[EXERCISE TASK] Copy the line containing "Accessibility service: describe the position of every window", then all lines after it up to and including the final line of the material, exactly and without additions.

[ITEMS]

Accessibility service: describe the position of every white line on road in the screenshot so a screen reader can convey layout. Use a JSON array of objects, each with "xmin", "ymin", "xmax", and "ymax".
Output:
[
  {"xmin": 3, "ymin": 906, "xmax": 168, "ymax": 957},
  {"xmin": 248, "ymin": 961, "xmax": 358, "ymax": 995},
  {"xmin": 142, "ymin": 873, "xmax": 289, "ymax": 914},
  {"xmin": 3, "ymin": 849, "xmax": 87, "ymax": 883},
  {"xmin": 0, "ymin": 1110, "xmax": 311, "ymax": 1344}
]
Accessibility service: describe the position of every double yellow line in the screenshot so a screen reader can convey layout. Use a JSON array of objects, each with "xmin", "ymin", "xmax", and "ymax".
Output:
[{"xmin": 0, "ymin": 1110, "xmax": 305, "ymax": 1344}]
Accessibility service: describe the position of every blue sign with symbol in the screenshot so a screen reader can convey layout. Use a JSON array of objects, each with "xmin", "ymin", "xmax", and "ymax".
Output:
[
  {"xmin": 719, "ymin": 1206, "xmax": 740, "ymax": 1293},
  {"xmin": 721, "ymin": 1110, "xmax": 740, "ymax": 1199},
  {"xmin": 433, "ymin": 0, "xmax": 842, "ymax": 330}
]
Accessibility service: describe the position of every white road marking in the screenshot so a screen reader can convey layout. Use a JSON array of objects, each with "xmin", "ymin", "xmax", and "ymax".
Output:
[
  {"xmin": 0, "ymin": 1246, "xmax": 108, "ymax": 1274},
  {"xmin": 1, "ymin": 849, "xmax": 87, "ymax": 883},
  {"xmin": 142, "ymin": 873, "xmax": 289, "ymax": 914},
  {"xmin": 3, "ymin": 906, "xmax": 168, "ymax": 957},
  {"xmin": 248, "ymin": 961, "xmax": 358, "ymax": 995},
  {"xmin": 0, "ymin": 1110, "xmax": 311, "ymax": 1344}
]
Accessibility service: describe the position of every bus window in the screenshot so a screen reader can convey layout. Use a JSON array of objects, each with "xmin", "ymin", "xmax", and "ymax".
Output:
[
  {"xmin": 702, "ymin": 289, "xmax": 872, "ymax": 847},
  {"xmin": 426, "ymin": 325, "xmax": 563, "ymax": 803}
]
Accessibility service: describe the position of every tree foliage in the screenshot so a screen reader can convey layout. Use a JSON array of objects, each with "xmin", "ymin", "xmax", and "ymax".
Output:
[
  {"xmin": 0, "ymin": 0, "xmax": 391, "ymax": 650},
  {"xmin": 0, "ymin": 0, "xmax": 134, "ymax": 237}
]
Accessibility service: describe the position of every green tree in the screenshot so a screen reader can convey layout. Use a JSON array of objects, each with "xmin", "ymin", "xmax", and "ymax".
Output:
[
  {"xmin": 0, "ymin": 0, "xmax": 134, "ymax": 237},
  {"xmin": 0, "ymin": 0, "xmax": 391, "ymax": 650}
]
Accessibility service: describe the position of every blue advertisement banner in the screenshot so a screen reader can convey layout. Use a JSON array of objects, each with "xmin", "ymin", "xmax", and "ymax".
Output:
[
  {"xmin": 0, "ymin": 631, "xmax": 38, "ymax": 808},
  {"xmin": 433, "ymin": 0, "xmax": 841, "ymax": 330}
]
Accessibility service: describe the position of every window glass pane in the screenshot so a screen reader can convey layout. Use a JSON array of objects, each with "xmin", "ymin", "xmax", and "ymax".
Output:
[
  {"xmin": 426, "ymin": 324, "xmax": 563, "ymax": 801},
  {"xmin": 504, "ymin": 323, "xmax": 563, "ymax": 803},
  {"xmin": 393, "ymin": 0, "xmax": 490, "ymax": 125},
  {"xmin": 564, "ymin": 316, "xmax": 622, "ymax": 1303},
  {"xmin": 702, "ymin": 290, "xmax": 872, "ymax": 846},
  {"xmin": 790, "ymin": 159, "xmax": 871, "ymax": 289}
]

[THE SOLUTION]
Accessibility service: describe the position of every window glass pane in the screenshot so a screen reader can convey layout. Use a JSON array of objects, each with "xmin", "ymin", "xmax", and "ymax".
Output:
[
  {"xmin": 426, "ymin": 324, "xmax": 563, "ymax": 801},
  {"xmin": 504, "ymin": 323, "xmax": 563, "ymax": 803},
  {"xmin": 393, "ymin": 0, "xmax": 490, "ymax": 125},
  {"xmin": 564, "ymin": 316, "xmax": 622, "ymax": 1303},
  {"xmin": 702, "ymin": 290, "xmax": 872, "ymax": 846},
  {"xmin": 790, "ymin": 159, "xmax": 871, "ymax": 289}
]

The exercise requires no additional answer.